** begin Quoted passage **

Former Suffolk County Executive Steve Levy speaks about

Former Suffolk County Executive Steve Levy speaks about his administration's budget practices at a press conference in Holbrook, NY, March 29, 2012. Credit: Ed Betz

A lawyer for the Suffolk County District Attorney’s Office Friday argued for the release of former County Executive Steve Levy’s 2011 nonprosecution agreement to Newsday in a lengthy appellate brief that noted Levy himself "did not treat the document as confidential."

Suffolk County Attorney Dennis Cohen, in 497-page Appellate Division brief on behalf of DA Timothy Sini’s office, dismissed Levy’s latest argument that the agreement’s title page, which called it "Under Seal, Privileged and Confidential," is the chief reason it should be kept secret, noting that the document itself contains no such protections.

"Levy did not treat the document as confidential, purporting to describe it and the investigation" in an interview with Newsday in 2020, Cohen noted. "Had there been any commitment to maintain the confidentiality of the agreement, Levy would have breached it by openly discussing it with the entity that now is seeking to see its actual terms pursuant to FOIL."

Suffolk County Supreme Court Judge Paul Baisley, in a ruling this summer that called for release of the document to Newsday, "correctly pointed out that the label or heading of an agreement does not render the agreement confidential when there is no language within the body of the agreement expressing clear intent" to keep it "from being disclosed," Cohen wrote.

More fundamentally, Cohen wrote, "the public has the right to know why" Levy forfeited his $4 million campaign fund and agreed not to run for reelection. "There has been much reporting and public speculation, to which Levy himself has contributed," Cohen wrote, and there is "public interest in the actions of the former District Attorney [Thomas Spota], who has been convicted and sentenced to a substantial term of imprisonment for covering up the crimes of the former police chief."

The Levy case stems from a Freedom of Information Law request filed by Newsday in February seeking a copy of the agreement, which Levy reached with Spota in 2011 that required him to relinquish his $4 million campaign fund, ending his political career. Levy in May filed suit against Sini’s office just as he was preparing to release it. After Baisley's decision, Levy in September appealed the ruling to the state Appellate Division.

** end Quoted passage **
** begin Information shown **

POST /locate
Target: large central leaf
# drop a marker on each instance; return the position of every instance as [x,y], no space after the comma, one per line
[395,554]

** end Information shown **

Goal 1
According to the article on Steve Levy's nonprosecution agreement, how many pages long was Dennis Cohen's Appellate Division brief?
Goal 2
Retype the article on Steve Levy's nonprosecution agreement, starting with "A lawyer for" and going on through "no such protections.".
Goal 3
Using the article on Steve Levy's nonprosecution agreement, explain why Cohen rejects Levy's argument that the agreement's title page keeps the document secret.

Result 1
497 pages.

Result 2
A lawyer for the Suffolk County District Attorney’s Office Friday argued for the release of former County Executive Steve Levy’s 2011 nonprosecution agreement to Newsday in a lengthy appellate brief that noted Levy himself "did not treat the document as confidential."

Suffolk County Attorney Dennis Cohen, in 497-page Appellate Division brief on behalf of DA Timothy Sini’s office, dismissed Levy’s latest argument that the agreement’s title page, which called it "Under Seal, Privileged and Confidential," is the chief reason it should be kept secret, noting that the document itself contains no such protections.

Result 3
Cohen notes that although the title page calls the agreement "Under Seal, Privileged and Confidential," the document itself contains no such protections. As Judge Baisley pointed out, a label or heading does not make an agreement confidential when its body has no language expressing clear intent to keep it from being disclosed.